» **Record list**
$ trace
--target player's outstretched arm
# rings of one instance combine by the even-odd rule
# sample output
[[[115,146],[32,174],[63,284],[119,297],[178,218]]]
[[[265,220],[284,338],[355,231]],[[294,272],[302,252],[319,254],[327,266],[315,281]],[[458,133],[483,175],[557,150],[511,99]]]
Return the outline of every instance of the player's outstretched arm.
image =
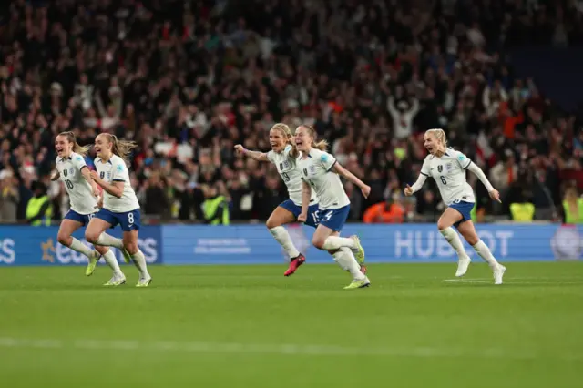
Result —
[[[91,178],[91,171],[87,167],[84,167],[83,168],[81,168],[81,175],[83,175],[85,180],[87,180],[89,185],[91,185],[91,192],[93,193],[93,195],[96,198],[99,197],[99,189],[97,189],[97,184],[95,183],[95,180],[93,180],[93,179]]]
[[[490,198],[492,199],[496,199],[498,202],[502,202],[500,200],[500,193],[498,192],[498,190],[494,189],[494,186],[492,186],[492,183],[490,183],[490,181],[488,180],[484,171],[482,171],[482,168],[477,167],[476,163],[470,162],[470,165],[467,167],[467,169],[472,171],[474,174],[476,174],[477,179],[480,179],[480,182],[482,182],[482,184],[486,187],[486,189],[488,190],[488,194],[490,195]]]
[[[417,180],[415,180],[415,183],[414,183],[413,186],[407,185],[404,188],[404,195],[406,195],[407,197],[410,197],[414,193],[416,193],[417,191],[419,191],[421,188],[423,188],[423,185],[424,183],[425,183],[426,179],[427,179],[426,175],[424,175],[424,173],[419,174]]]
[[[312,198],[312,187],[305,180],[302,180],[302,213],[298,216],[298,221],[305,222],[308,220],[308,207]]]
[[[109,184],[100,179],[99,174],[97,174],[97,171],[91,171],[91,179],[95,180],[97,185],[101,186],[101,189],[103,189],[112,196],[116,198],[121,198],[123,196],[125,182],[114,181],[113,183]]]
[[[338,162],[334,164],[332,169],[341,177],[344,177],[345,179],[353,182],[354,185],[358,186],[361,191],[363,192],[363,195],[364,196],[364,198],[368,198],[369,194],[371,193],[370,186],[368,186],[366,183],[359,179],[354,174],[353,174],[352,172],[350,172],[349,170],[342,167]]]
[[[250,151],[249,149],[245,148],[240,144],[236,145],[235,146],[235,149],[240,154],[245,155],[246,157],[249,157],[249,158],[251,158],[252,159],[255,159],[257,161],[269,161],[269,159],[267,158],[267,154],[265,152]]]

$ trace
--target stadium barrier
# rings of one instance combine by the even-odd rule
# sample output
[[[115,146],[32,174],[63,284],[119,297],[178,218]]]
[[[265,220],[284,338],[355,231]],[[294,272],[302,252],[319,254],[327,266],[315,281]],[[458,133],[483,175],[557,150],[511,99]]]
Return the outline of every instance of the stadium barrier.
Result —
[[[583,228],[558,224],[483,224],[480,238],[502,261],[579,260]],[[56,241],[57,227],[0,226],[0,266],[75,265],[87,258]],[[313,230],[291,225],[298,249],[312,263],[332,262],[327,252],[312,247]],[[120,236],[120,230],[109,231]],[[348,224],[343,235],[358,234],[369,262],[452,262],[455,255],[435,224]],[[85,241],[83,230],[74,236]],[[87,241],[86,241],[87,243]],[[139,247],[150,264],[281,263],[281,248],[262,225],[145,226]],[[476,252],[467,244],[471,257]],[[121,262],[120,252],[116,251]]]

» **What needs to be done**
Extract every line from the entries above that contains the word "stadium".

» **Result of this exercise**
--target stadium barrier
Return the outline of every instance of the stadium barrier.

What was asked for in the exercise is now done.